Work to be completed: Write out each entry again. Keep every word exactly as it is.

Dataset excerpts
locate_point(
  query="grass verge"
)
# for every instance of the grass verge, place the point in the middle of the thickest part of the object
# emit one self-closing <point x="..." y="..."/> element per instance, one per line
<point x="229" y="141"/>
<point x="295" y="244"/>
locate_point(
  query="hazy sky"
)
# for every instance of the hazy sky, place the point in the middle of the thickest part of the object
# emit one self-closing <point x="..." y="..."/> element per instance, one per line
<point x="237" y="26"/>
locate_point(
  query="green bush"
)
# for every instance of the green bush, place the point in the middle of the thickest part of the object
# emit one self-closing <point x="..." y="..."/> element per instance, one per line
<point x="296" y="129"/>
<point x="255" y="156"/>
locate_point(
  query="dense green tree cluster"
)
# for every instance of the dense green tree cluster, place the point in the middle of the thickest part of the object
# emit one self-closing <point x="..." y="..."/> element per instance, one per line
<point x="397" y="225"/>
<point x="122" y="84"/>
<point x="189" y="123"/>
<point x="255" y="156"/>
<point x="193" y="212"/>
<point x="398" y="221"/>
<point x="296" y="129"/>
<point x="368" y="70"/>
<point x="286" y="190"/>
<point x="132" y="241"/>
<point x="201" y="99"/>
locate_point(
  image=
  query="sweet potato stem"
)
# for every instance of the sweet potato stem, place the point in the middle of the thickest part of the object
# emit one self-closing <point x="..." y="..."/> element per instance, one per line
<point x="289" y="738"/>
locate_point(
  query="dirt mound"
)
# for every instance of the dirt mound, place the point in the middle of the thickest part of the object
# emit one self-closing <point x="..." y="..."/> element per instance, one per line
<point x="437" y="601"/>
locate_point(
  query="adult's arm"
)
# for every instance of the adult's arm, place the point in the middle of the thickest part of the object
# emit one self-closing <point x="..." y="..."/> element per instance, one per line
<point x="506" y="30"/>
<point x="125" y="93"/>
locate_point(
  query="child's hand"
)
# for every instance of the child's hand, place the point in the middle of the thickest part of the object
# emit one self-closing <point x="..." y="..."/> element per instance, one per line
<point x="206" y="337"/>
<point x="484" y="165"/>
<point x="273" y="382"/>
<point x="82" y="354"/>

Solution below:
locate_point(
  query="grass verge"
)
# for every instance of the grass verge, place the point in the middle of the thickest part of the object
# emit one self-closing <point x="..." y="..."/> element per instance, one per line
<point x="229" y="141"/>
<point x="295" y="244"/>
locate_point(
  query="hazy sky"
)
# for every instance of the hazy sky, place the point in the middle of the thickest part of the object
# emit one self-closing <point x="..." y="..."/> element per instance, one per line
<point x="237" y="26"/>
locate_point(
  query="green bush"
)
# for every instance of the green bush, place the point in the middle of the thickest part of the object
# emit one self-closing <point x="..." y="..."/> element per instance, one per line
<point x="296" y="129"/>
<point x="255" y="156"/>
locate_point(
  query="dense green tree cluster"
)
# for every instance of the dense green tree cluster, place the point in the middle of the thickest part of the object
# emit one self-closing <point x="..." y="..."/> element per instance, one per line
<point x="397" y="225"/>
<point x="122" y="84"/>
<point x="189" y="123"/>
<point x="255" y="156"/>
<point x="193" y="212"/>
<point x="398" y="221"/>
<point x="296" y="129"/>
<point x="368" y="70"/>
<point x="286" y="190"/>
<point x="132" y="241"/>
<point x="201" y="99"/>
locate_point(
  image=
  query="sweet potato stem"
)
# for every instance of the sweet potato stem, place the point in the middle of the thickest part of the object
# emit one self-closing <point x="..." y="..."/> element per instance, one per line
<point x="289" y="738"/>
locate_point(
  query="dirt mound"
)
# for every instance of the dirt mound, place the point in the middle of the thickest part of the object
# emit one self-closing <point x="..." y="..."/> element per instance, one per line
<point x="437" y="601"/>
locate_point(
  query="adult's arm"
)
# for every instance of the adult's arm, place the point in the middle of the thickest part of the object
# emit one self-closing <point x="..." y="..."/> element per instance, one per line
<point x="506" y="30"/>
<point x="125" y="93"/>
locate_point(
  query="child's hand"
)
# for every instance of the child's hand, place the point in the middle of the thickest part of the object
# emit one self-closing <point x="..." y="..."/> element per instance, one per line
<point x="206" y="337"/>
<point x="484" y="165"/>
<point x="273" y="382"/>
<point x="82" y="354"/>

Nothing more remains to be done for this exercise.